• _Description of the task_
Every entry should be repeated exactly. Omit the pictures.

[A block of data]

****************************************

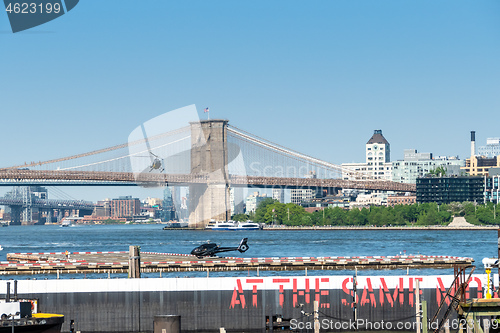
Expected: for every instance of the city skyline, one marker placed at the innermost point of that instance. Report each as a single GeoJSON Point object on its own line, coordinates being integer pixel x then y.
{"type": "Point", "coordinates": [318, 78]}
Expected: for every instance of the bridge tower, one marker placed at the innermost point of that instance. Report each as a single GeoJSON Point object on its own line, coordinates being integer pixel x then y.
{"type": "Point", "coordinates": [209, 158]}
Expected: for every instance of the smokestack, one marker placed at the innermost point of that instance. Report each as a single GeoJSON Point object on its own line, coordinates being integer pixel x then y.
{"type": "Point", "coordinates": [472, 143]}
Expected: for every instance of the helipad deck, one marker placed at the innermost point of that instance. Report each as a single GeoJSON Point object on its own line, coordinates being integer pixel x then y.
{"type": "Point", "coordinates": [116, 262]}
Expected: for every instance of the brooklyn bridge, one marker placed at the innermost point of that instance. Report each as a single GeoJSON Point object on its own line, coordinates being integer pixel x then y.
{"type": "Point", "coordinates": [208, 156]}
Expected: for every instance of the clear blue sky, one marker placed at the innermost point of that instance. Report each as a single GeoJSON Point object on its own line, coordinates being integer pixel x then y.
{"type": "Point", "coordinates": [314, 76]}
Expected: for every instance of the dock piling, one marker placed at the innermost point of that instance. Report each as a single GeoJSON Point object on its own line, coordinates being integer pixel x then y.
{"type": "Point", "coordinates": [134, 262]}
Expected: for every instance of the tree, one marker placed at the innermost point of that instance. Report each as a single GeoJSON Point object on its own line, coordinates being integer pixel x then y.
{"type": "Point", "coordinates": [261, 209]}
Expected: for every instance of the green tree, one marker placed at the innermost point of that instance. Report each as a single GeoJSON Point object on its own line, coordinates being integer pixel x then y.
{"type": "Point", "coordinates": [261, 210]}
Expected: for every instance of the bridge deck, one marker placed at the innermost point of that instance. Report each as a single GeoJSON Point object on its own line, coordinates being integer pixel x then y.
{"type": "Point", "coordinates": [117, 262]}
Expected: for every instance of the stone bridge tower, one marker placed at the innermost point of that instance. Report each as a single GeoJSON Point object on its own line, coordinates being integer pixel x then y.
{"type": "Point", "coordinates": [209, 157]}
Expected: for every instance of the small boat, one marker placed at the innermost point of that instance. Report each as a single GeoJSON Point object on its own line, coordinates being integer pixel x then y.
{"type": "Point", "coordinates": [233, 225]}
{"type": "Point", "coordinates": [17, 315]}
{"type": "Point", "coordinates": [175, 225]}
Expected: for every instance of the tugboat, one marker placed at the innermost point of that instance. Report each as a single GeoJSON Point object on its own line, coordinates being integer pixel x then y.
{"type": "Point", "coordinates": [17, 316]}
{"type": "Point", "coordinates": [233, 226]}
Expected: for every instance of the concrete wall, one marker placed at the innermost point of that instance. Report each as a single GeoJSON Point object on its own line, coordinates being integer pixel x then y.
{"type": "Point", "coordinates": [238, 304]}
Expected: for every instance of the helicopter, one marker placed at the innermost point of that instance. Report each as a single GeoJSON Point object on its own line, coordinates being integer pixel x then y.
{"type": "Point", "coordinates": [210, 249]}
{"type": "Point", "coordinates": [156, 163]}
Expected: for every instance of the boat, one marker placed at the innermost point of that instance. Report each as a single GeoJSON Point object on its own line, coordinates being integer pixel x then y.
{"type": "Point", "coordinates": [18, 315]}
{"type": "Point", "coordinates": [65, 223]}
{"type": "Point", "coordinates": [175, 225]}
{"type": "Point", "coordinates": [233, 225]}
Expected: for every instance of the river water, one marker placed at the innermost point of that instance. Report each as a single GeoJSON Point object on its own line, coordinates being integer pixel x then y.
{"type": "Point", "coordinates": [273, 243]}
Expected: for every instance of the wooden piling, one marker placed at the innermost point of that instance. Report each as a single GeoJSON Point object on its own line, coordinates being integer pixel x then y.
{"type": "Point", "coordinates": [134, 262]}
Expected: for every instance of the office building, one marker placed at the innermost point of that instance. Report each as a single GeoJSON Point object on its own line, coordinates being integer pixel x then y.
{"type": "Point", "coordinates": [377, 160]}
{"type": "Point", "coordinates": [415, 165]}
{"type": "Point", "coordinates": [125, 206]}
{"type": "Point", "coordinates": [252, 201]}
{"type": "Point", "coordinates": [444, 190]}
{"type": "Point", "coordinates": [491, 149]}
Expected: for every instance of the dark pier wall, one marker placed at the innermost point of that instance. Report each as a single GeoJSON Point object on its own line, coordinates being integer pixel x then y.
{"type": "Point", "coordinates": [237, 304]}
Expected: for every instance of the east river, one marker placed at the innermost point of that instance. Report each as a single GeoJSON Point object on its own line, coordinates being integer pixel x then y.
{"type": "Point", "coordinates": [268, 243]}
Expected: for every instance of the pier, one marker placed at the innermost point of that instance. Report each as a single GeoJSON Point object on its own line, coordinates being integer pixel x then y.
{"type": "Point", "coordinates": [117, 262]}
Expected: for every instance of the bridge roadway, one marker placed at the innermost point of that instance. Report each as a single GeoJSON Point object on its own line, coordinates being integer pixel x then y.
{"type": "Point", "coordinates": [18, 177]}
{"type": "Point", "coordinates": [49, 203]}
{"type": "Point", "coordinates": [117, 262]}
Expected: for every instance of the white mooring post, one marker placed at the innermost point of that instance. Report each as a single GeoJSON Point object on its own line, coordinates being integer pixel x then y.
{"type": "Point", "coordinates": [316, 317]}
{"type": "Point", "coordinates": [417, 306]}
{"type": "Point", "coordinates": [134, 262]}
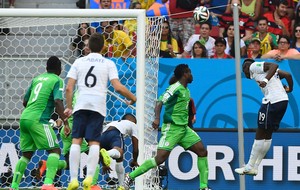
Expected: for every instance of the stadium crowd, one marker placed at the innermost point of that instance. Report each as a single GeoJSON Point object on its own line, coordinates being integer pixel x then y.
{"type": "Point", "coordinates": [261, 22]}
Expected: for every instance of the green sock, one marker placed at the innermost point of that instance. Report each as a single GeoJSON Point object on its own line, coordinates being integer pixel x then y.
{"type": "Point", "coordinates": [147, 165]}
{"type": "Point", "coordinates": [203, 171]}
{"type": "Point", "coordinates": [19, 171]}
{"type": "Point", "coordinates": [52, 166]}
{"type": "Point", "coordinates": [96, 175]}
{"type": "Point", "coordinates": [62, 164]}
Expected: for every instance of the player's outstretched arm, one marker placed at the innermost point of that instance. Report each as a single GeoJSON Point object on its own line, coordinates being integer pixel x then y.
{"type": "Point", "coordinates": [59, 109]}
{"type": "Point", "coordinates": [121, 89]}
{"type": "Point", "coordinates": [288, 77]}
{"type": "Point", "coordinates": [69, 97]}
{"type": "Point", "coordinates": [157, 111]}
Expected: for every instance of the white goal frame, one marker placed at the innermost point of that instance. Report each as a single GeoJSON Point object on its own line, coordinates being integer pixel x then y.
{"type": "Point", "coordinates": [140, 15]}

****************************************

• _Result of this task_
Expected: for every instance of the city skyline, one marker placed at the innermost point of that instance. Report each as a single GeoJSON Point object on its own line, coordinates being integer pixel x then y.
{"type": "Point", "coordinates": [318, 78]}
Expected: for every instance of the bridge tower, one marker placed at the innermost point of that instance. Report each as a single GeoJSON Point object on its own line, coordinates being integer pixel x then y.
{"type": "Point", "coordinates": [209, 158]}
Expected: for every instance of the smokestack, one marker placed at the innermost point of that instance. Report each as a single GeoJSON Point object on its own line, coordinates being integer pixel x then y.
{"type": "Point", "coordinates": [472, 143]}
Expected: for every instance of the helipad deck, one marker placed at the innermost point of that instance. Report each as a single GeoJSON Point object on its own line, coordinates being integer pixel x then y.
{"type": "Point", "coordinates": [116, 262]}
Expected: for every instance of the brooklyn bridge, one marker placed at the innermost point of that instance. Report each as a single GeoJSON Point object on its own line, coordinates being integer pixel x then y.
{"type": "Point", "coordinates": [208, 156]}
Expected: for every instance of the clear blue sky, one marker placed at the innermost point of that instance. Report each as a single GeoJSON Point object on its own line, coordinates being integer pixel x then y.
{"type": "Point", "coordinates": [314, 76]}
Expected: for every instance of the dock piling, one marker placed at the innermost point of that instance. Report each as a single GeoJSON Point object on its own line, coordinates being integer pixel x then y.
{"type": "Point", "coordinates": [134, 262]}
Expected: for every instance of the tree, one marker placed at the innermost point of that instance. Report each as a single GeoJSON Point object on its own line, coordinates being integer pixel x then y.
{"type": "Point", "coordinates": [261, 209]}
Expected: for every instance of the green tree, one marker placed at the innermost point of that instance. Report each as a single GeoJSON Point object on its own line, coordinates being integer pixel x then y.
{"type": "Point", "coordinates": [261, 210]}
Expected: for every instance of the bridge deck, one marker placed at the innermost point of that instance. Report each as a single GeoJSON Point object on its own line, coordinates being integer pixel x then y.
{"type": "Point", "coordinates": [117, 262]}
Expected: for every instance of the stone bridge tower, one marker placed at the innermost point of that instance. Report each as a single GeoJSON Point object on its own line, coordinates being integer pixel x then y.
{"type": "Point", "coordinates": [209, 157]}
Expected: for every instance of the small boat, one marker placed at the innermost point of that instance. Report each as a single GeoJSON Point object on its own line, coordinates being integer pixel x then y.
{"type": "Point", "coordinates": [233, 225]}
{"type": "Point", "coordinates": [17, 315]}
{"type": "Point", "coordinates": [175, 225]}
Expected: for every instance of the tugboat, one marker placed at the innermost point of that instance. Report each as a single GeoJSON Point object on its own line, coordinates being integer pixel x then y.
{"type": "Point", "coordinates": [17, 316]}
{"type": "Point", "coordinates": [233, 226]}
Expected: for every instance of the concrete wall, one marker placed at the innermost point of that instance. Report each as a single GeoJSON Point object on its own line, coordinates being integer pixel x then y.
{"type": "Point", "coordinates": [238, 304]}
Expected: for every instance of the helicopter, one marker placed at the innermost point of that instance. Report each as a single GeoJSON Point object on its own line, coordinates being integer pixel x then y.
{"type": "Point", "coordinates": [210, 249]}
{"type": "Point", "coordinates": [156, 163]}
Expected: for every instance of the boat, one marker placed at the innermost point of that instance. Report each as a single GeoJSON Point object on its own line, coordinates being integer pixel x then y.
{"type": "Point", "coordinates": [18, 315]}
{"type": "Point", "coordinates": [65, 223]}
{"type": "Point", "coordinates": [175, 225]}
{"type": "Point", "coordinates": [233, 225]}
Expected: for every instance of the river water, one marker placed at the innermost point of that instance. Report each as a single GeoJSON Point object on its own line, coordinates being integer pixel x then y.
{"type": "Point", "coordinates": [273, 243]}
Expected: for every instance of the wooden piling, one marker placed at the innermost point of that instance. Report each as a single GeoJSON Point object on its own line, coordinates being integer pixel x then y.
{"type": "Point", "coordinates": [134, 262]}
Expected: for every instance of the office building, one marker placed at the innermost point of that instance. Report each as a single GeoJSON Point object on its own line, coordinates being integer pixel x then y.
{"type": "Point", "coordinates": [377, 160]}
{"type": "Point", "coordinates": [415, 165]}
{"type": "Point", "coordinates": [125, 206]}
{"type": "Point", "coordinates": [252, 201]}
{"type": "Point", "coordinates": [444, 190]}
{"type": "Point", "coordinates": [491, 149]}
Expected: for every instance of the dark pier wall, one marker placed at the innermost point of that instance. Report each as a single GeoJSON Point object on its own line, coordinates being integer pixel x then y.
{"type": "Point", "coordinates": [237, 304]}
Expected: for every instance of the east river, one marker placed at the innermost point of that instance. Report each as a single GeoJSON Point object on its own line, coordinates being integer pixel x then y.
{"type": "Point", "coordinates": [268, 243]}
Expected: for every instance of the pier, one marker placed at the innermost point of that instance. Report each as a single GeoJSON Point object on its own line, coordinates being integer pixel x then y.
{"type": "Point", "coordinates": [117, 262]}
Expected: for every instance of the bridge roadway, one marker placed at the innermost point of that instance. Report each as a single GeoJSON Point object on its own line, coordinates being integer pixel x then y.
{"type": "Point", "coordinates": [18, 177]}
{"type": "Point", "coordinates": [49, 203]}
{"type": "Point", "coordinates": [117, 262]}
Expected: for every instance of the white mooring post, one marker placed at the innermost point of that instance. Report each as a single GeoJSON Point object on its own line, coordinates being integer pixel x then y.
{"type": "Point", "coordinates": [316, 317]}
{"type": "Point", "coordinates": [417, 306]}
{"type": "Point", "coordinates": [134, 262]}
Expected: for every instance of the stadium crowd, one marker placed at the innermost point of that instance. Report each as a single GeoJSON Point object on its own line, coordinates being integer pixel x then y.
{"type": "Point", "coordinates": [261, 22]}
Expected: for every instance of the green sock, one marker placed at the innermost point of that instance. Report each as a single GeoJSON Point object on its own line, coordinates being integer pixel x then y.
{"type": "Point", "coordinates": [147, 165]}
{"type": "Point", "coordinates": [203, 171]}
{"type": "Point", "coordinates": [19, 171]}
{"type": "Point", "coordinates": [52, 166]}
{"type": "Point", "coordinates": [96, 175]}
{"type": "Point", "coordinates": [62, 164]}
Expected: for every instance of the player's outstretched arm, one marker placed at the innermost point of that instance. Report each as a single GeoJSON Point object on its own line, coordinates being integer pixel x then y.
{"type": "Point", "coordinates": [59, 109]}
{"type": "Point", "coordinates": [121, 89]}
{"type": "Point", "coordinates": [288, 77]}
{"type": "Point", "coordinates": [69, 97]}
{"type": "Point", "coordinates": [157, 111]}
Expected: for every instance of the white goal frame, one marker placed at the innermost point of that instance. Report each as a single GeoJSON Point object on its own line, coordinates being integer pixel x then y.
{"type": "Point", "coordinates": [140, 15]}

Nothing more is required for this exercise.